Return every line in the lines below that contains the word "railing".

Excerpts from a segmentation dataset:
■ ■ ■ ■ ■ ■ ■
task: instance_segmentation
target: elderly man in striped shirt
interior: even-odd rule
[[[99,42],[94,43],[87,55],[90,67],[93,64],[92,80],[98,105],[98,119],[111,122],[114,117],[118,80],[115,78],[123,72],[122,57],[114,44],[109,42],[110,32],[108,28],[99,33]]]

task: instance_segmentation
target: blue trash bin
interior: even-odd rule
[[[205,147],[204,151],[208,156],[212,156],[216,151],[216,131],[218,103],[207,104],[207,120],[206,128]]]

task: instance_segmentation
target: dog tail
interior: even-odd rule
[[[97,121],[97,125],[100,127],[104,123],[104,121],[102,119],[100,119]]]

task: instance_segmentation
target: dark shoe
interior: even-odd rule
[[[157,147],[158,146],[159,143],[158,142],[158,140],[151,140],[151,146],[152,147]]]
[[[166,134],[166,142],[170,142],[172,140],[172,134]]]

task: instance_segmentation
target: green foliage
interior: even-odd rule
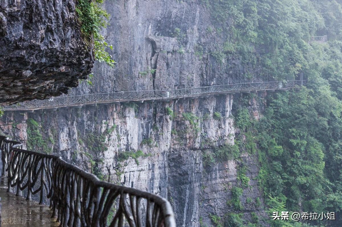
[[[247,171],[247,168],[245,166],[240,166],[238,169],[237,180],[240,181],[241,185],[244,188],[248,187],[250,180],[249,178],[246,176]]]
[[[251,117],[248,109],[246,108],[239,108],[237,110],[237,112],[234,121],[236,127],[242,131],[250,127]]]
[[[183,116],[185,120],[189,121],[190,124],[196,132],[199,131],[200,129],[198,127],[198,122],[197,121],[199,119],[199,117],[192,113],[183,113]]]
[[[94,154],[103,152],[108,150],[105,143],[105,141],[106,138],[103,135],[97,135],[92,132],[87,134],[84,140],[89,150]]]
[[[183,46],[181,46],[180,48],[177,50],[177,53],[179,54],[184,54],[184,53],[185,53],[185,51],[184,51],[184,49],[183,49]]]
[[[142,72],[139,72],[139,74],[143,76],[146,76],[148,75],[149,73],[154,74],[155,72],[156,72],[156,69],[155,69],[150,68],[149,67],[147,66],[147,68],[146,69]]]
[[[222,119],[222,116],[221,114],[218,112],[214,112],[214,119],[215,120],[221,120]]]
[[[88,38],[93,38],[95,59],[114,67],[116,62],[105,50],[113,47],[104,41],[104,37],[100,33],[101,28],[107,26],[109,17],[101,6],[103,0],[78,0],[77,2],[76,12],[81,22],[81,30]]]
[[[51,147],[49,147],[47,141],[43,138],[41,132],[41,126],[31,118],[27,119],[27,139],[26,146],[27,150],[47,154],[51,153],[52,149]],[[53,139],[50,140],[51,143],[53,141]]]
[[[235,186],[232,187],[232,199],[227,201],[227,204],[229,206],[232,206],[235,210],[242,210],[243,208],[240,199],[240,197],[242,195],[242,188]]]
[[[118,161],[119,162],[123,161],[128,159],[130,157],[131,157],[135,160],[136,165],[139,165],[139,161],[138,160],[138,158],[141,157],[148,157],[151,155],[150,154],[144,154],[141,150],[138,150],[136,152],[124,151],[119,153]]]
[[[214,223],[214,226],[215,227],[223,227],[223,226],[221,221],[221,218],[217,215],[212,214],[209,214],[209,217],[211,219],[211,221]]]
[[[198,56],[200,60],[201,59],[203,56],[203,47],[201,45],[196,44],[194,47],[195,54]]]
[[[206,142],[210,143],[210,141]],[[205,146],[201,143],[202,148]],[[236,145],[225,144],[218,147],[210,146],[210,150],[202,150],[202,161],[204,166],[212,166],[215,163],[232,160],[240,157],[239,147]]]
[[[225,227],[243,227],[244,226],[241,217],[242,214],[228,213],[225,216]]]

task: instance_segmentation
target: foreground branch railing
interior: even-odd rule
[[[89,94],[64,96],[45,100],[35,100],[15,105],[5,106],[5,111],[34,110],[54,109],[66,107],[107,103],[115,102],[142,101],[148,100],[170,100],[218,94],[227,94],[244,91],[286,90],[305,85],[306,81],[289,81],[247,83],[217,85],[175,90],[122,91],[110,93]]]
[[[165,199],[101,181],[60,157],[22,145],[0,136],[8,191],[49,204],[61,226],[175,227]]]

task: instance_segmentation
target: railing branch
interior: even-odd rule
[[[60,157],[24,150],[22,146],[0,136],[9,191],[27,191],[27,199],[49,204],[61,226],[175,227],[166,199],[101,181]],[[150,205],[155,212],[151,220]]]

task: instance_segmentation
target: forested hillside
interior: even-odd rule
[[[306,87],[298,92],[268,95],[259,120],[248,111],[252,96],[234,103],[235,125],[241,131],[236,142],[242,135],[252,138],[244,147],[259,157],[257,178],[268,214],[333,212],[342,220],[341,1],[203,3],[211,10],[217,29],[227,29],[229,34],[222,48],[224,57],[240,56],[250,67],[259,67],[262,77],[285,79],[302,72],[308,80]],[[309,37],[325,35],[327,43],[309,43]],[[231,215],[225,223],[242,226],[240,217]],[[272,226],[306,226],[272,219]],[[334,222],[307,223],[326,226]]]
[[[82,83],[71,95],[285,84],[302,73],[307,83],[286,91],[6,111],[0,133],[167,198],[179,227],[342,226],[342,1],[104,1],[110,15],[90,5],[109,22],[93,34],[105,40],[97,41],[95,58],[117,63],[95,63],[93,86]],[[286,211],[290,219],[334,212],[337,220],[272,220]]]

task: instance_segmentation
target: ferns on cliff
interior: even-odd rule
[[[102,28],[107,26],[109,16],[101,6],[103,2],[103,0],[78,0],[76,12],[81,22],[81,31],[91,40],[93,40],[95,59],[113,67],[115,62],[106,51],[106,48],[112,49],[113,47],[105,41],[105,37],[100,32]]]

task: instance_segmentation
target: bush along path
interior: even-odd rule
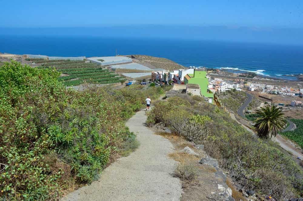
[[[174,147],[168,140],[145,127],[145,111],[140,111],[126,123],[137,133],[140,145],[127,157],[105,169],[99,179],[68,195],[63,200],[178,200],[179,179],[171,176],[177,162],[168,155]]]

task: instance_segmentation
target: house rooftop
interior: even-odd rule
[[[200,89],[199,85],[197,84],[187,84],[186,87],[188,89]]]

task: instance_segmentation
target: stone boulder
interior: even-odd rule
[[[208,156],[207,156],[206,158],[201,158],[199,162],[200,164],[212,166],[217,169],[219,168],[219,164],[218,164],[218,161]]]
[[[202,151],[204,150],[204,145],[196,145],[196,147],[198,149],[201,149]]]
[[[199,154],[194,152],[194,150],[189,148],[188,147],[184,147],[184,148],[181,151],[182,152],[187,153],[188,154],[191,154],[191,155],[193,155],[196,156],[199,156]]]
[[[249,190],[246,191],[246,192],[250,196],[253,196],[256,193],[256,192],[252,190]]]

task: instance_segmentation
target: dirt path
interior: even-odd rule
[[[137,112],[126,124],[138,133],[140,145],[127,157],[105,169],[99,179],[68,195],[63,200],[179,200],[182,190],[178,179],[170,174],[177,162],[168,154],[174,151],[169,141],[145,127],[145,111]]]
[[[301,149],[297,148],[295,145],[290,141],[288,140],[283,138],[278,134],[275,138],[273,138],[271,140],[277,142],[280,146],[285,150],[291,152],[291,154],[296,157],[299,157],[303,159],[303,154]]]

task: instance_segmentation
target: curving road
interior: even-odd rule
[[[245,93],[247,95],[247,99],[245,101],[245,102],[242,105],[242,106],[240,107],[238,109],[238,110],[237,111],[237,112],[239,116],[241,116],[245,119],[246,119],[246,118],[245,117],[245,115],[243,113],[243,111],[244,110],[244,109],[247,107],[247,106],[252,101],[252,96],[248,93],[245,92]]]
[[[287,128],[284,128],[284,130],[281,131],[282,133],[291,130],[295,128],[295,124],[292,123],[292,121],[289,119],[286,119],[286,121],[287,121],[287,122],[289,123],[289,125]]]
[[[237,112],[238,114],[244,118],[246,118],[245,116],[243,113],[243,111],[244,110],[245,108],[248,105],[249,103],[252,100],[252,96],[251,94],[248,93],[246,93],[247,94],[247,99],[246,100],[244,104],[240,107],[238,111]],[[281,132],[284,132],[287,131],[289,131],[294,128],[295,128],[295,125],[289,119],[286,119],[286,120],[289,123],[289,125],[285,128]],[[245,125],[242,123],[239,122],[238,121],[237,121],[238,123],[242,124],[243,127],[246,128]],[[254,132],[248,128],[247,129],[250,130],[253,133]],[[303,158],[303,151],[302,150],[298,148],[297,148],[295,145],[293,144],[290,140],[287,140],[282,137],[278,134],[277,135],[276,137],[273,137],[271,140],[274,141],[276,142],[280,145],[280,146],[284,148],[284,149],[291,153],[292,155],[295,156],[296,157],[299,158]]]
■ ■ ■ ■ ■ ■ ■
**Full answer**.
target: foreground branch railing
target: railing branch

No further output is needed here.